*** TASK DATA

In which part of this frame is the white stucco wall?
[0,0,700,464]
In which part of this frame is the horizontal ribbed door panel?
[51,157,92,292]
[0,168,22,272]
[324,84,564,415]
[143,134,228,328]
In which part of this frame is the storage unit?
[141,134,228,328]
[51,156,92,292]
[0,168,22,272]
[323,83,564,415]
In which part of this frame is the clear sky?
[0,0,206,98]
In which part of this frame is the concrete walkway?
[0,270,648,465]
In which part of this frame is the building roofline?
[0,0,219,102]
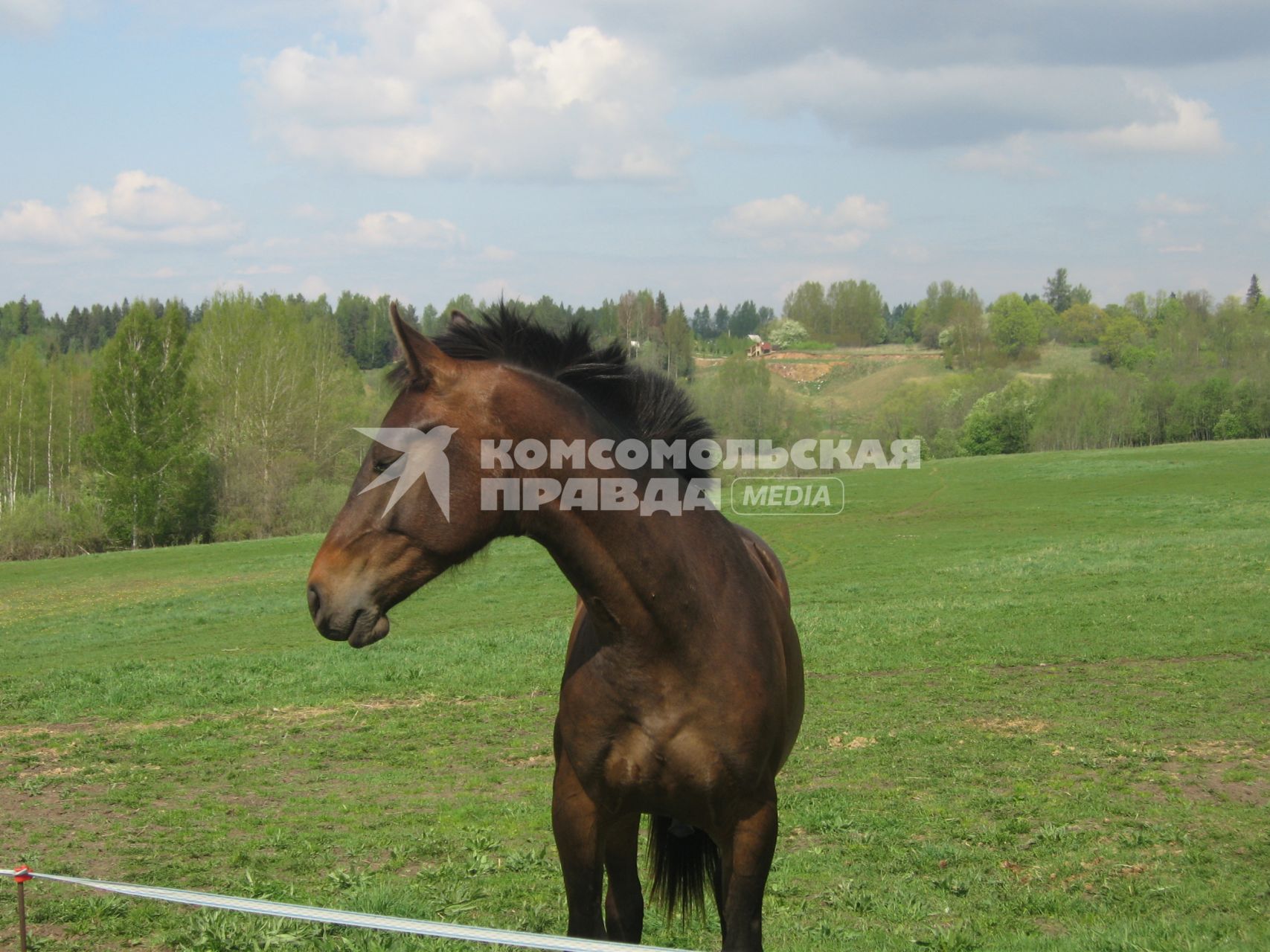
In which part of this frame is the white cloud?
[291,202,327,221]
[353,212,462,249]
[952,132,1054,179]
[249,0,679,179]
[0,0,63,33]
[0,170,239,246]
[1138,192,1208,214]
[239,264,295,275]
[715,194,889,251]
[704,48,1225,155]
[300,274,332,300]
[1080,90,1227,154]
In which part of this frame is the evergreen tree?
[1045,268,1073,314]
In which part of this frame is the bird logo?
[354,426,458,521]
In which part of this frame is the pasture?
[0,440,1270,951]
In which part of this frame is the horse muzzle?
[309,582,390,647]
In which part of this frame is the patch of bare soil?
[830,733,878,750]
[767,361,833,383]
[1161,740,1270,806]
[966,717,1051,736]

******

# SET TASK
Change each "frame" in the material above to "image" and write out the whole material again with nothing else altered. Omit the pictures from your answer.

# RESULT OF THE TASK
In which part of this image is the white stucco wall?
[0,0,700,464]
In which part of this image is the horizontal ribbed door panel?
[51,157,92,292]
[0,168,22,272]
[324,84,564,415]
[143,134,228,328]
In which part of this image is the storage unit?
[141,134,228,328]
[51,156,92,292]
[0,168,22,272]
[323,83,564,415]
In which part of this image is the clear sky?
[0,0,206,98]
In which part of this image is the concrete walkway?
[0,270,648,465]
In which part of this image is the building roofline?
[0,0,219,102]
In which part of this image is the white cloud?
[291,202,327,221]
[353,212,462,249]
[952,132,1054,179]
[249,0,679,179]
[0,0,63,33]
[0,170,239,246]
[1138,192,1208,214]
[239,264,295,275]
[715,194,889,251]
[704,48,1225,155]
[300,274,332,300]
[1080,90,1227,154]
In which part of this image is the evergreen tree?
[1045,268,1073,314]
In which part of this image is the bird logo?
[354,426,458,521]
In which part of this image is the pasture?
[0,440,1270,951]
In which part of this image is the horse muzzle?
[309,582,390,647]
In which part of this image is the patch of bare soil?
[830,733,878,750]
[767,361,833,383]
[1161,740,1270,806]
[966,717,1051,736]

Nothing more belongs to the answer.